■ **RECORDS FOR PROCESSING**:
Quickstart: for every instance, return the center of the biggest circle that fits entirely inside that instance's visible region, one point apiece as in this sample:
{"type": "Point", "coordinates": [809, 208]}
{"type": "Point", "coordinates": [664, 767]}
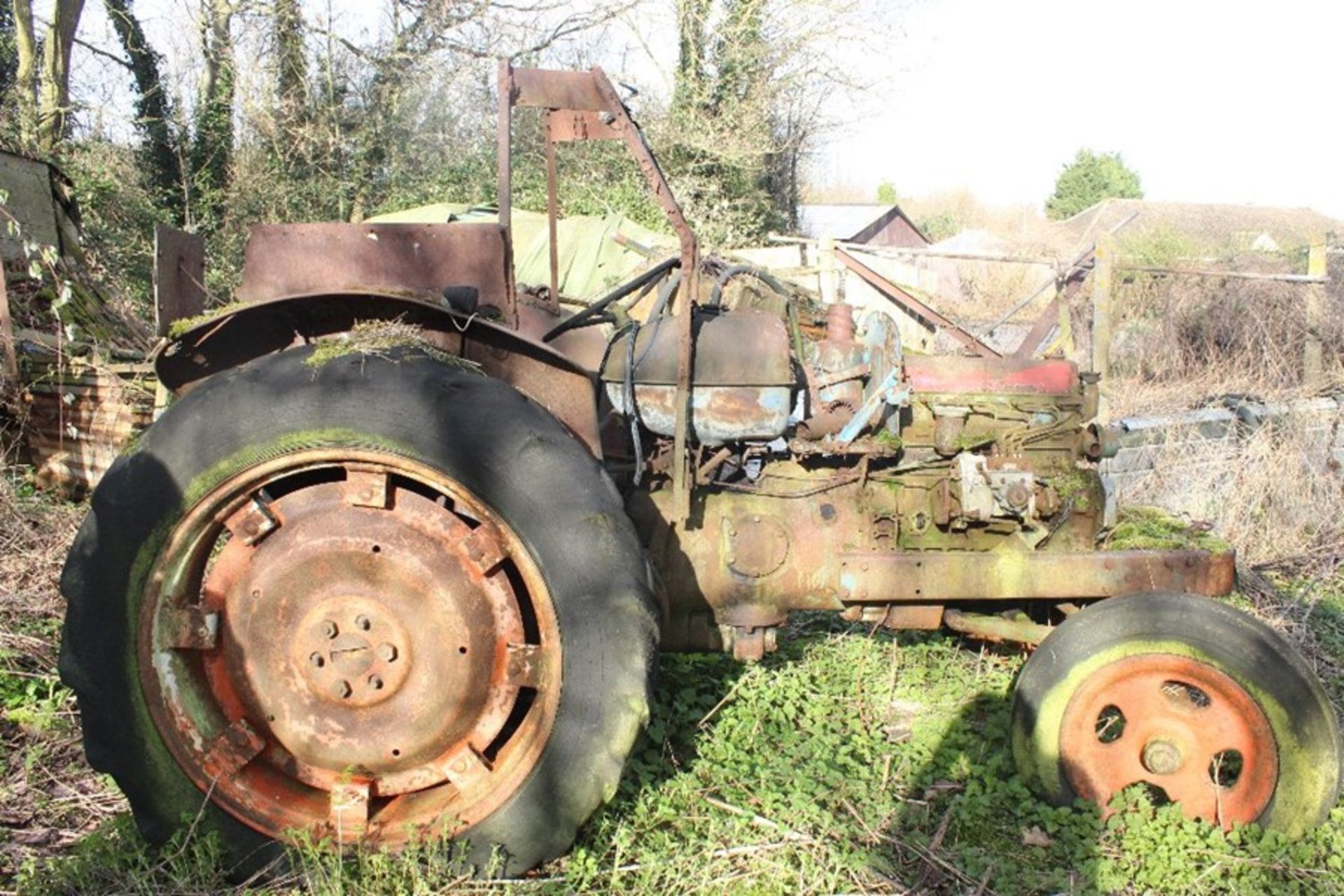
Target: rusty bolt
{"type": "Point", "coordinates": [1161, 757]}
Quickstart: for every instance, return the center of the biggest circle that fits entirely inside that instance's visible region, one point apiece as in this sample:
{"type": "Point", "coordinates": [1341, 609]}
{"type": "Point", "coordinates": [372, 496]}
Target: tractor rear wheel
{"type": "Point", "coordinates": [371, 601]}
{"type": "Point", "coordinates": [1184, 695]}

■ **THE PROBLEM**: The lines above must be transcribed exactly, with every picture left out.

■ **RESPONSE TO THE TASK**:
Quickstart: for every instance, return the center of the biggest circle that fits entirely inside that instance's visible region, one point apiece as in this sample:
{"type": "Point", "coordinates": [809, 208]}
{"type": "Point", "coordinates": [664, 767]}
Target: rusty bolt
{"type": "Point", "coordinates": [1161, 757]}
Quickstart: for every instance, return the center of the biggest circle that fits entirely inside that instance's visible region, one point apiece as in this sample:
{"type": "Point", "coordinates": [1341, 609]}
{"type": "Point", "coordinates": [372, 496]}
Target: tractor rear wheel
{"type": "Point", "coordinates": [371, 601]}
{"type": "Point", "coordinates": [1184, 695]}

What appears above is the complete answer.